* [WRITTEN TASK]
Beginning at the line containing "Target: navy hooded jacket" and continuing to the end of the records below, give each line again exactly as it stands, and only those lines.

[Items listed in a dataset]
—————

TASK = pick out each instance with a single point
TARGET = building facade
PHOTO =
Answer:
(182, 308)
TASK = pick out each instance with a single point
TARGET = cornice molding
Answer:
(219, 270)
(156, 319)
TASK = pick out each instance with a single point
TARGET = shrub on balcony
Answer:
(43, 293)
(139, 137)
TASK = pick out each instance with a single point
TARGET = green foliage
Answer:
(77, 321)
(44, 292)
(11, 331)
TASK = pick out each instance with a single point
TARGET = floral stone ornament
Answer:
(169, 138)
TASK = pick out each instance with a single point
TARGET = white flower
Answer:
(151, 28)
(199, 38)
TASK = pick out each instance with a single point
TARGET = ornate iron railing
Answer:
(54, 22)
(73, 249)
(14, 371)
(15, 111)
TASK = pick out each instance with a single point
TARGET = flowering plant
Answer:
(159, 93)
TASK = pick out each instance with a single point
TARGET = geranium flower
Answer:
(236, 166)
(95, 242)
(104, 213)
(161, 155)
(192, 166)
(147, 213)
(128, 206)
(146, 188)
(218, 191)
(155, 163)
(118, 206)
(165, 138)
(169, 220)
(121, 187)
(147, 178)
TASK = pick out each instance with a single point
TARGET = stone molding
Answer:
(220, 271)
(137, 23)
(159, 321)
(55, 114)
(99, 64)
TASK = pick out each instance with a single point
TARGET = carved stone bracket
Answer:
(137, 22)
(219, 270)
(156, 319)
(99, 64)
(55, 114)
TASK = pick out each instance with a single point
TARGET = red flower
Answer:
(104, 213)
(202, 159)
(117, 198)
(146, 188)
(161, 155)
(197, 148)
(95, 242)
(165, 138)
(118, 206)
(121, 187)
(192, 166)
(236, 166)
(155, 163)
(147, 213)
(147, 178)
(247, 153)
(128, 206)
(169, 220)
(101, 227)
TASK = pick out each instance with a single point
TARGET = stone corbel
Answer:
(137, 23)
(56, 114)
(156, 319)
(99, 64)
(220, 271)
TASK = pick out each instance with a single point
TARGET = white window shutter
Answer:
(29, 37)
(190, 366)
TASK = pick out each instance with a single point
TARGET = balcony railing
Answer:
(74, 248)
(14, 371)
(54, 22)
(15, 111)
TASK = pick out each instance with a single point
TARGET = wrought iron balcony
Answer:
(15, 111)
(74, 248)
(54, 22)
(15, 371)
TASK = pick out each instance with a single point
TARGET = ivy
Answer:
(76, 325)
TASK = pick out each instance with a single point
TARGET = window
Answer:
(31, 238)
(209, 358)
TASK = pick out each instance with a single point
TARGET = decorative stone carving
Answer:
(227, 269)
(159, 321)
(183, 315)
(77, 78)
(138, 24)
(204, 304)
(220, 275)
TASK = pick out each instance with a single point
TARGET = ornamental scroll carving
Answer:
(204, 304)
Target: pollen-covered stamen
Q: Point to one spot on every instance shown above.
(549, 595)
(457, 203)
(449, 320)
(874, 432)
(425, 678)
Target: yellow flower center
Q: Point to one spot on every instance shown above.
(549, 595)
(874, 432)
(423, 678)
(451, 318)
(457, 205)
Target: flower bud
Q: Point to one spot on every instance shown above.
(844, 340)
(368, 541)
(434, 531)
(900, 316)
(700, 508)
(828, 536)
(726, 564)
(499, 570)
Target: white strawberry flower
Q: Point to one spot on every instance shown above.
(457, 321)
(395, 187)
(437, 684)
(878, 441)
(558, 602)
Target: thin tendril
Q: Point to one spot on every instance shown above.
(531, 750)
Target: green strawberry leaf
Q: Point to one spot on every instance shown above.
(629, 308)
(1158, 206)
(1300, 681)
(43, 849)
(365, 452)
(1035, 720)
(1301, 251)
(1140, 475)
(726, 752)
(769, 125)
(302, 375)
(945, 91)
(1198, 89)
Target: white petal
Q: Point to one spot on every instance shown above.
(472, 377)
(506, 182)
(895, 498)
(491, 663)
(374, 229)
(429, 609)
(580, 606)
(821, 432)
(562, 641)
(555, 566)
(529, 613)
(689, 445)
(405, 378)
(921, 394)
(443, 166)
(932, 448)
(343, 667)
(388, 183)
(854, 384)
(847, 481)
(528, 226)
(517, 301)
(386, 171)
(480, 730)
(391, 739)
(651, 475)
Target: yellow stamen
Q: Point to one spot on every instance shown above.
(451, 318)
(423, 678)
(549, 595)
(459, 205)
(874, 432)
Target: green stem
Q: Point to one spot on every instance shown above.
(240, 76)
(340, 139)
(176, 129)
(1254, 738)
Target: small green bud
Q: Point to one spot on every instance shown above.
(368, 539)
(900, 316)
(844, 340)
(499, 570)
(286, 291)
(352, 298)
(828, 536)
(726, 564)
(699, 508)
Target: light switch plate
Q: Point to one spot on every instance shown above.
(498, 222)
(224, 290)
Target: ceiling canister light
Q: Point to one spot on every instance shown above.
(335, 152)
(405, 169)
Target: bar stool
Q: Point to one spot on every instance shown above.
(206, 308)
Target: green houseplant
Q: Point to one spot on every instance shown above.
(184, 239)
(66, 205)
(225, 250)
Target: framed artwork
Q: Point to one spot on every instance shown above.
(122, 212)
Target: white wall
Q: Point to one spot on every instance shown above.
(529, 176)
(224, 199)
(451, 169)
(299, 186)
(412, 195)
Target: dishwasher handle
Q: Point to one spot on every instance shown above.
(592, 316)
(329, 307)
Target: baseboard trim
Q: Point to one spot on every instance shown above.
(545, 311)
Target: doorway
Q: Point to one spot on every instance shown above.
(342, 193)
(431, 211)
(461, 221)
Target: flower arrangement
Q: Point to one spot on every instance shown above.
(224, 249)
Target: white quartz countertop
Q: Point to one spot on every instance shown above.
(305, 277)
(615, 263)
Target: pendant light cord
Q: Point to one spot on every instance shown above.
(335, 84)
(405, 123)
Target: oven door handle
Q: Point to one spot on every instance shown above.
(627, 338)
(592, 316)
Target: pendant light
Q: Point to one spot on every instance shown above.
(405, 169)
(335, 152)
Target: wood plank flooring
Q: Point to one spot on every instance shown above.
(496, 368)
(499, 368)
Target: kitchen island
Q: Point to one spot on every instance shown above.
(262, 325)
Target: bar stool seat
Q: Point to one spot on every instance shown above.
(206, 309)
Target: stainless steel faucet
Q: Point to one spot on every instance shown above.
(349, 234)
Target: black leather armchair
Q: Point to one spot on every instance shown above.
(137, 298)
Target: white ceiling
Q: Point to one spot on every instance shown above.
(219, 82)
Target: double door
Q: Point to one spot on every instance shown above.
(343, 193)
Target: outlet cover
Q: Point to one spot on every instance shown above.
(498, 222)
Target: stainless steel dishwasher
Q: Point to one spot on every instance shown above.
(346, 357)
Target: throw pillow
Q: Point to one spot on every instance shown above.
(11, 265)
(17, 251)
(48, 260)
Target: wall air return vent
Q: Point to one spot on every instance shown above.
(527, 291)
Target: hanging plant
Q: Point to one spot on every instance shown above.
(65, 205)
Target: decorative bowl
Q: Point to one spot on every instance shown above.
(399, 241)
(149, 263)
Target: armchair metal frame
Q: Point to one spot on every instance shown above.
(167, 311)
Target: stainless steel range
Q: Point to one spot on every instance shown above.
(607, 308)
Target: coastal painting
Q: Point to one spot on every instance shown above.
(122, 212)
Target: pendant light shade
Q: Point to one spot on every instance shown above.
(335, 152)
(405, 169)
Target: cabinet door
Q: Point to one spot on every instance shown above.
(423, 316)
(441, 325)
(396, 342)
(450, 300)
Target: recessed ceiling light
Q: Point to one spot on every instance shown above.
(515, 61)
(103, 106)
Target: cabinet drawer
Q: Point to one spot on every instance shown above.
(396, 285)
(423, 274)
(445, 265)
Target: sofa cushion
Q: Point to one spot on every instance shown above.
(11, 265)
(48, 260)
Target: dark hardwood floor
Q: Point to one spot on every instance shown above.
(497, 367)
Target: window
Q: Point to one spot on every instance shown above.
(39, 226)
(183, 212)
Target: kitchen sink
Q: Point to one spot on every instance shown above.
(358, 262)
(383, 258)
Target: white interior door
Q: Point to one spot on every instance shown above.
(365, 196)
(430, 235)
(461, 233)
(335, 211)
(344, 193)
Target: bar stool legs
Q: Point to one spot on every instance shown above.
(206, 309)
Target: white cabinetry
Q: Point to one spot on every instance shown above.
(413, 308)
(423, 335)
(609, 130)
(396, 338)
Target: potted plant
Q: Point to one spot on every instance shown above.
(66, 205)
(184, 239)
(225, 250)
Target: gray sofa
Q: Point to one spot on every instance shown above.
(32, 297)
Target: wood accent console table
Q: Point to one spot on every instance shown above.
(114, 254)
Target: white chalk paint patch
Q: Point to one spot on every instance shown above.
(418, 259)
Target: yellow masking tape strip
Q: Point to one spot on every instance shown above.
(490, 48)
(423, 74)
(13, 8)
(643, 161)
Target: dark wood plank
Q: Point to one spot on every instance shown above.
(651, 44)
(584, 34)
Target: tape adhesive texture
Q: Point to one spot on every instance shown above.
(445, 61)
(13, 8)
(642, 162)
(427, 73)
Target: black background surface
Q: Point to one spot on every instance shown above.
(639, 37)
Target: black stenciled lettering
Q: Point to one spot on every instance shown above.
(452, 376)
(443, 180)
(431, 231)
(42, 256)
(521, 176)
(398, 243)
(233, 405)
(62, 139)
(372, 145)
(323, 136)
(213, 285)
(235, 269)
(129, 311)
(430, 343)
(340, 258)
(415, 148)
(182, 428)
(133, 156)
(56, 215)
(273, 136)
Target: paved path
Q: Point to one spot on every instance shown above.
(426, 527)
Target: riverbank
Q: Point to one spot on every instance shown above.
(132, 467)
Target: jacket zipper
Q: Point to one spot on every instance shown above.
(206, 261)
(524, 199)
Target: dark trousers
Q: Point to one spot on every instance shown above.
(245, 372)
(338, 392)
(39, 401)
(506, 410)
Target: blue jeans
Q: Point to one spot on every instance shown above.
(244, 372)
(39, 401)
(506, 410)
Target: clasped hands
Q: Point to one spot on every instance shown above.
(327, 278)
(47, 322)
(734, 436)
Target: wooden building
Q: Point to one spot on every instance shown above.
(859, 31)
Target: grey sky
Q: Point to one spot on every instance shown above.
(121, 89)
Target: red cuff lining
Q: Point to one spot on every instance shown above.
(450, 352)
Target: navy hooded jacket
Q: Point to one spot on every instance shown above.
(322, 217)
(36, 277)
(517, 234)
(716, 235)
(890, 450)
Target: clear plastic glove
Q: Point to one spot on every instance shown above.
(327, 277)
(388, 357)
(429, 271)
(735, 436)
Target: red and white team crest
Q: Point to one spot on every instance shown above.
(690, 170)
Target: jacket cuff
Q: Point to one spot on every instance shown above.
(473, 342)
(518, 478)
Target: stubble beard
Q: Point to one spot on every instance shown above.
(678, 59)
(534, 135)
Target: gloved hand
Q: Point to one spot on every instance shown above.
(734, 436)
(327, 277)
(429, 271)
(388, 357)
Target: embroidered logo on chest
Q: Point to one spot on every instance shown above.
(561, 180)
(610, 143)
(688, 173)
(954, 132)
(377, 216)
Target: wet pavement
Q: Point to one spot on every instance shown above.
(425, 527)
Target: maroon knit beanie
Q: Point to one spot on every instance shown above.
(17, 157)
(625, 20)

—————

* [EXPECTED ANSWER]
Target: navy hooded jacket
Q: Point to one spot on every instance shown above.
(322, 217)
(36, 277)
(517, 234)
(716, 235)
(890, 450)
Target: clear plastic glove
Q: Point to one spot on every instance shown above.
(327, 277)
(388, 357)
(429, 271)
(735, 436)
Target: red and white team crest
Q: Point to one spot on every instance shown above.
(690, 170)
Target: jacket cuff
Q: Point to one spot on every instance shown above.
(473, 342)
(518, 478)
Target: stubble beard
Q: Point to one spot on every instance shown above.
(678, 59)
(534, 135)
Target: gloved hand
Q: Point to one spot on every instance shown above.
(734, 436)
(327, 277)
(429, 271)
(388, 357)
Target: embroidered logo on chest
Q: Point to one spot on every instance shown above.
(561, 180)
(610, 143)
(688, 173)
(954, 132)
(377, 216)
Target: wet pavement
Q: Point to one spot on every instance shown above.
(425, 527)
Target: maroon knit beanie
Q: Point to one spot on every instance shown above.
(17, 157)
(625, 20)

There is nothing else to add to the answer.